Aim of the exercise.
Without the pictures, return each record as it appears.

** Opening Data for review block **

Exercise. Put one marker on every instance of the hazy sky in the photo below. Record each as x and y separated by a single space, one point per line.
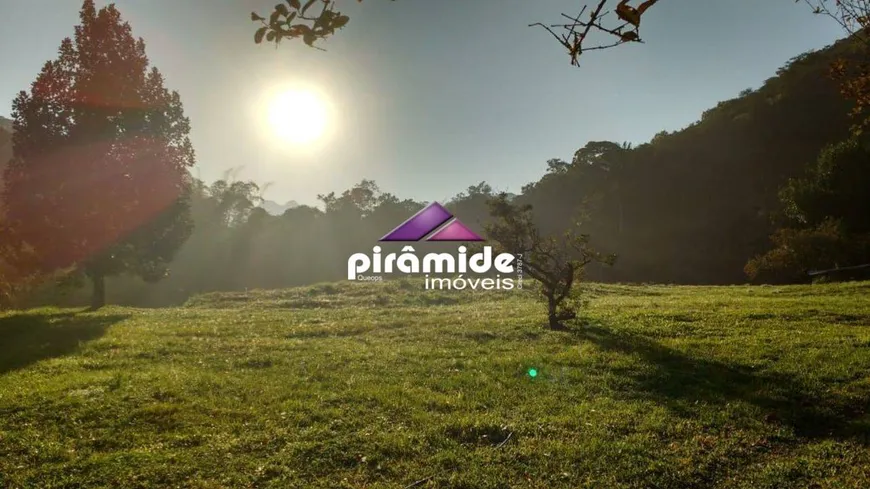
431 96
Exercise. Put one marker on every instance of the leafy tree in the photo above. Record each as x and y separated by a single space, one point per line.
835 186
825 217
99 177
556 263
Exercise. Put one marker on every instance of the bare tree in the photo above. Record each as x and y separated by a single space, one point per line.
573 32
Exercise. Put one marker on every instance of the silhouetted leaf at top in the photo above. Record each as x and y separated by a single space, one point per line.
258 36
309 38
308 5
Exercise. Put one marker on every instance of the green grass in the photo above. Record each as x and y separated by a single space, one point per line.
383 385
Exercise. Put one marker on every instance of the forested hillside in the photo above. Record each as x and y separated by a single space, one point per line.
693 205
5 143
688 207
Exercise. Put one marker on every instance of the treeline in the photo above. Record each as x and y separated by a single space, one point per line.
697 206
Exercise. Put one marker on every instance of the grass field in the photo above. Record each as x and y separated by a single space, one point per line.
385 385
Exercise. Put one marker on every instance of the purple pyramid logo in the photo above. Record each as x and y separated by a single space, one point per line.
432 219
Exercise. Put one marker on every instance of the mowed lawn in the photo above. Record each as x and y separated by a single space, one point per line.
385 385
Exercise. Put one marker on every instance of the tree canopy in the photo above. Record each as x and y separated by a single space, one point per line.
98 180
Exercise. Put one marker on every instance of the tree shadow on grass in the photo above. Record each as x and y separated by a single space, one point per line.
678 381
26 338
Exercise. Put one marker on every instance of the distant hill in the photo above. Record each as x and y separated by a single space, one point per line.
277 209
692 206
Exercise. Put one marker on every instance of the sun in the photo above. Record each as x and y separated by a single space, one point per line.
298 116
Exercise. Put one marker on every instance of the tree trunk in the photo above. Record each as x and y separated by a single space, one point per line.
551 312
98 296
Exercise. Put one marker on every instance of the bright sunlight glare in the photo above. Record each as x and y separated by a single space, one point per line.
298 116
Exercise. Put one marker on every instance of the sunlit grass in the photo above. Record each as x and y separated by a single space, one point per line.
383 385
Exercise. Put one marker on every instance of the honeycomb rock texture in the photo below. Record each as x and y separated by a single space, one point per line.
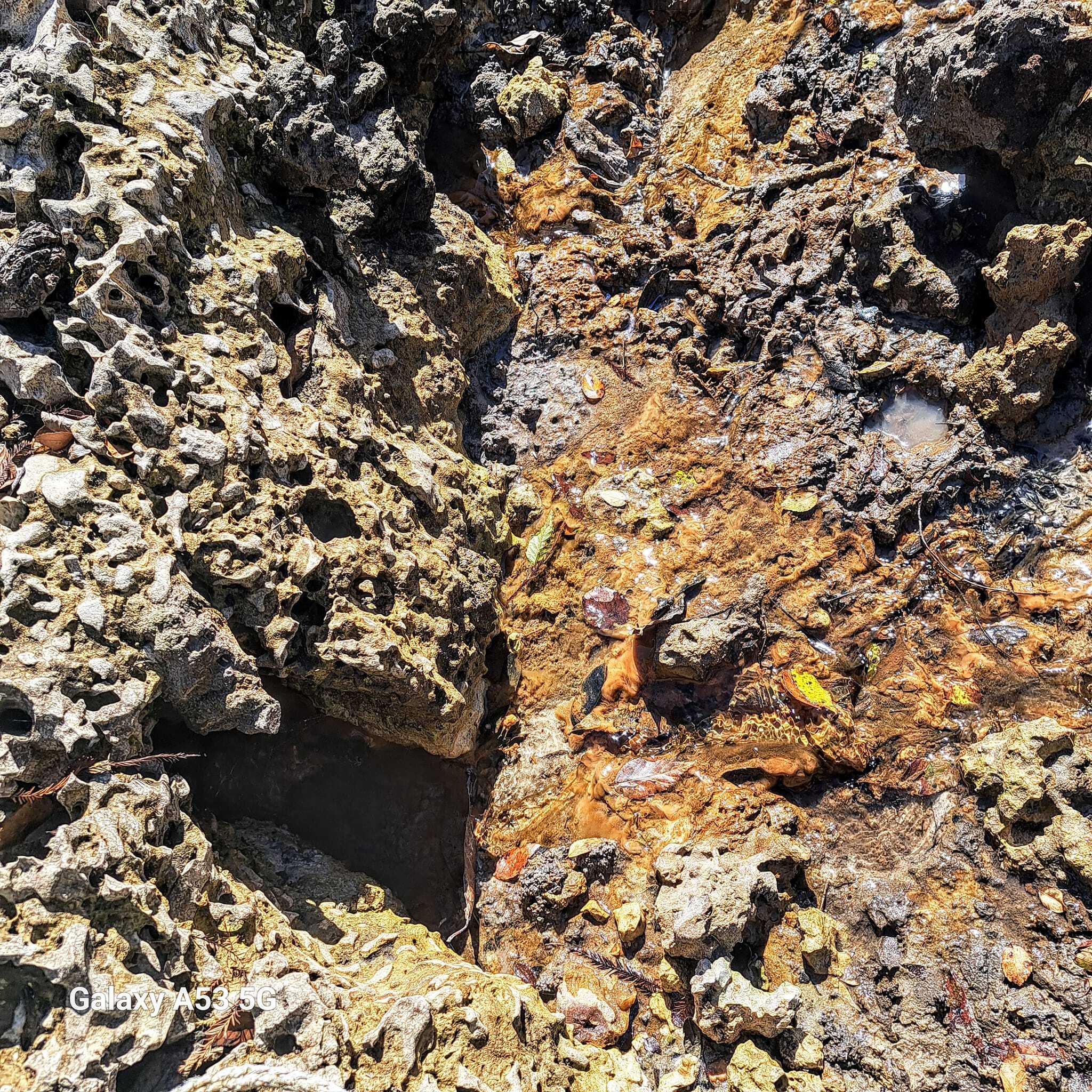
225 270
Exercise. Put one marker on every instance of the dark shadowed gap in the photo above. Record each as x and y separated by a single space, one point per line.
396 814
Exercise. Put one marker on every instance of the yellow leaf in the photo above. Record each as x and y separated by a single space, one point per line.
1014 1076
800 504
807 689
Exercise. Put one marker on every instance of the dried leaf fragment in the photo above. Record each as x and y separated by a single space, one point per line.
641 778
1016 965
605 608
53 439
592 387
511 864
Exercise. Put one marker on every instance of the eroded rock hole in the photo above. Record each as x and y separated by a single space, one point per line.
328 518
392 813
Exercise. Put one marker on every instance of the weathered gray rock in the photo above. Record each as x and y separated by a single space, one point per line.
30 270
709 894
533 100
695 649
727 1006
1034 775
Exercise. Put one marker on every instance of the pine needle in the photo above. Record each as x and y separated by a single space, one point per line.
681 1009
235 1027
104 767
621 969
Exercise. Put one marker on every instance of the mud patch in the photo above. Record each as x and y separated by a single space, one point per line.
396 814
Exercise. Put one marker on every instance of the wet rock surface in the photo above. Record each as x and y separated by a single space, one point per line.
673 420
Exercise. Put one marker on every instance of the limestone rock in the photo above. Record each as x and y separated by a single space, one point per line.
695 649
1030 336
822 941
709 894
533 101
727 1006
752 1070
30 270
629 919
993 81
1032 774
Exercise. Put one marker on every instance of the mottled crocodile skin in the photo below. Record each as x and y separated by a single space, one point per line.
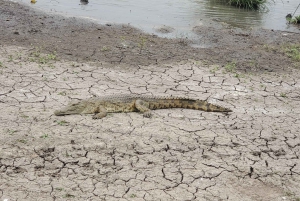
100 106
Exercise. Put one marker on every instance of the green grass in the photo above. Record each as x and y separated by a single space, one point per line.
248 4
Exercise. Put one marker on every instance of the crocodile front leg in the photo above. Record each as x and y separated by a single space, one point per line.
143 107
101 113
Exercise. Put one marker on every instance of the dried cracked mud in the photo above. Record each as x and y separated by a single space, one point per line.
178 154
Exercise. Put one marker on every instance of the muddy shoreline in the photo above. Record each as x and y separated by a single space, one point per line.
81 40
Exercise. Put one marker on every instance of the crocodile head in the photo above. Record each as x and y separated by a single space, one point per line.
72 108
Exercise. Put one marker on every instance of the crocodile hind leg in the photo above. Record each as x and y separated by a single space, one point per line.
101 113
143 107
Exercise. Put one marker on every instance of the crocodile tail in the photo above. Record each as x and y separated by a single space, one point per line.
208 107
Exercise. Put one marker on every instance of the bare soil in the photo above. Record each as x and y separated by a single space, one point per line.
80 40
178 154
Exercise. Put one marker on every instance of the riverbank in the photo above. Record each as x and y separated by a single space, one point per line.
82 40
46 61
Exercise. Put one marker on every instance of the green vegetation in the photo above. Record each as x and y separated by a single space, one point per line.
248 4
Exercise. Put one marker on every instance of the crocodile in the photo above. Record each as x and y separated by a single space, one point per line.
100 106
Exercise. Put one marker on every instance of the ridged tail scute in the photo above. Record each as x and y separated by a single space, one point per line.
208 107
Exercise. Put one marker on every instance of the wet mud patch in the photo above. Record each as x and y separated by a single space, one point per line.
80 40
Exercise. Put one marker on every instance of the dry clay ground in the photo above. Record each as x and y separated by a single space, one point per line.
178 154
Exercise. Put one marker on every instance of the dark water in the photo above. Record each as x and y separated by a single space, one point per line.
181 15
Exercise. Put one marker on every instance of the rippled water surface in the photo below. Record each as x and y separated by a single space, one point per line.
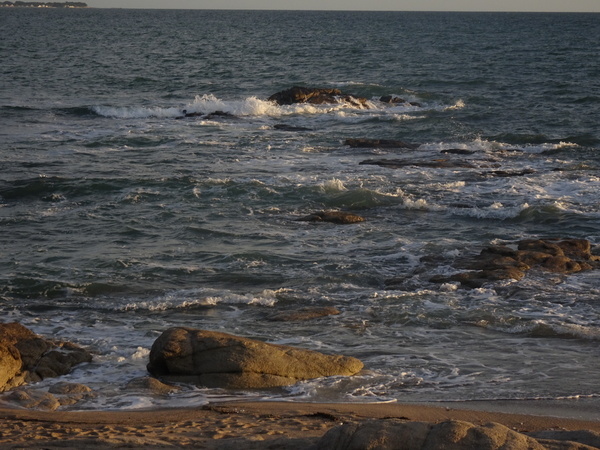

** Closing Data for review block **

Solution below.
Exercise. Put one marker on every instance of the hazy sky in the photo below. Record each as x and y separated by a single space, one point per line.
431 96
Exercise. Put one marker on every instance of the leafy tree in the photo above. Record each as x and y separated by a single space, one point per line.
835 186
825 217
99 177
556 263
Exercise. Put one marker on every instance of the bare tree in the photo above. Record each as x and y separated by a single space, one point per line.
573 32
Exercise. Put one marker on every instance of the silhouetted leaf at top in the photo above. Record each as x and y separated by a single space, one point per line.
258 36
309 38
308 5
Exercise. Put one marker on every instance of the green grass in the photo above. Record each as x and y separated by a single space, one point per line.
383 385
Exercise. Put one marker on every instance of the forested hillside in the photo above. Record each as x and y separated by a single space, one point per line.
693 205
5 143
688 207
Exercise. Put one marker on every instance of the treeline in the photo above. Record each as x and y separated by a single space, one point per line.
697 206
Exercise. Put one marker on every instance of the grass field in the photo above. Record each as x and y separated by a single space, one point per line.
385 385
Exercise. Put one marker on every instance of the purple pyramid logo in the photo above. Record each as x and y separated by a single space, one point per line.
432 219
Exercise. Put one marker on every instance of the mowed lawn in the photo above. Record each as x and y separated by a single space, one point per line.
385 385
Exercise. Put one marker on every instance of the tree canopy in the photo above. Record each as x and y separated by a single space, one point per line.
98 180
Exercise. Put one marker on every instance of the tree shadow on grass in the photo above. Record each as x and y separated by a single space, one point per line.
678 381
26 338
Exercise. Put one marker on every instance of the distant hill in the photo above. Record each as x and y separated by a single space, one point per line.
277 209
692 206
Exercise. Put one marker on every instance of the sun in the photo above. Record each as x and y separated by a single space, one point per line.
298 116
Exercise. Put one marker on every instance of the tree trunk in the photo above. Record each as x and y separated by a single space, one point per line.
551 312
98 296
Exercise. Put one marker on every instance of the bright sunlight glare in the photo above. Record each as x and y separated by a single space, one point per line.
298 116
Exercise. Put one marker on every instance of the sunlit grass in the photo above. Record each as x and y separated by a single space, one point per line.
383 385
Exercise. Put one marker on every instance of the honeycomb rock texture in the photo below. Record each as x and y separated by a single space, one point per line.
225 270
Exercise. Put one marker on every instance of the dark shadowed gap in the photo above. Record each as x and y separated by a single space, one point per line.
396 814
Exercise. Put one marker on every instance of the yellow leaf in the photo above. Record each as x and y separated by a single space, one point per line.
1014 1076
800 504
807 689
Exercise. Put one marker on every instance of the dried leaf fragment in the photo above. Record each as x and y separated by a single space, one point per line.
641 778
1016 965
605 608
53 439
592 387
511 864
Exercise. Put one marker on every instance of the eroded rock hole in the photo above. Record each as x and y separated by a single space, one point per line.
328 518
392 813
Exercise. Put one marker on every instance of the weathered gray rock in the photo above. Record each as x and y separated by a single space, one point per line.
30 270
709 894
533 100
695 649
727 1006
1034 775
Exercise. Put one marker on every instance of the pine needle in the photo above. Record each as x and y separated by a single space, one point per line.
681 1009
235 1027
104 767
621 969
Exercise. Put one marker on every instance of the mud patch in the photo above. Record each as x and y separated by a single space, one point per line.
396 814
Exercise. Put one marker on every instance of the wet rock surface in the photo above. Record each as x and y separated by a single space, one point per line.
673 420
Exercise. Put one marker on every instance of the limestone rock in the photo above. Record each as x and y separated by a single space, one point per line.
695 649
1030 336
822 941
709 894
533 101
727 1006
752 1070
30 270
629 919
993 81
1032 774
Exercise. Put one marker on every instance of the mottled crocodile skin in the photo below. Record each as x and y separated by a single space, one point per line.
100 106
Exercise. Put one marker on every instance of the green grass in the photo above. Record each as x and y separated by a single space, one point per line.
248 4
Exercise. Put one marker on every instance of the crocodile front leg in the photo above. Record each as x and y separated by a single space, one point per line.
143 107
101 113
Exercise. Put one marker on every instance of the dried cracked mud in the photo above. Record each as x and y separated by a single space, one point per line.
178 154
Exercise. Put one marker on every instance of the muddy shoreline in the photo above. Record each as x and y separated by a single space, one point per line.
81 40
Exercise. Put one marker on every instance of the crocodile head in the photo above. Record each as x and y separated by a single space, one point per line.
72 108
Exercise. Put one marker on every instance of the crocodile hind leg in the photo above. Record each as x and y separated by a single space, one point per line.
101 113
143 107
Exercise. Put one marker on every instance of the crocodile tail in the photo above. Record each as x and y separated by a single space, one point per line.
208 107
Exercise. Put one marker on every instance of the bare soil in the photo above. Record each as x and y separated by a single space, one point per line.
80 40
178 154
Exercise. Put one marker on every instance of the riverbank in the photo above. Record each as x and y separated by a single space, one point per line.
82 40
46 61
Exercise. Put one marker on every instance of the green vegetation in the photo above. Record each as x and y separated by a single space, one point per line.
248 4
Exercise. Put one marker on every instance of the crocodile in the photo above. Record each as x and y separated by a single space, one point per line.
100 106
Exercise. Put one marker on every instance of the ridged tail scute in the photo above. Record each as x and y separated by a single space, one point per line.
208 107
Exercise. Put one marker on every instance of the wet mud patch in the photo above. Record each as x and y separated by a single space, one point per line.
80 40
Exercise. Put one marker on every instance of the dry clay ground in the photo above. Record each as x and y separated by a single space, one point per line.
178 154
Exercise. Put one marker on every instance of the dark water in the photo above. Record each as x and y separated by a single space, one point per line.
181 15
Exercise. Put one marker on every instance of the rippled water surface in the photo below. Record each as x and y separated by a single space, one point per line.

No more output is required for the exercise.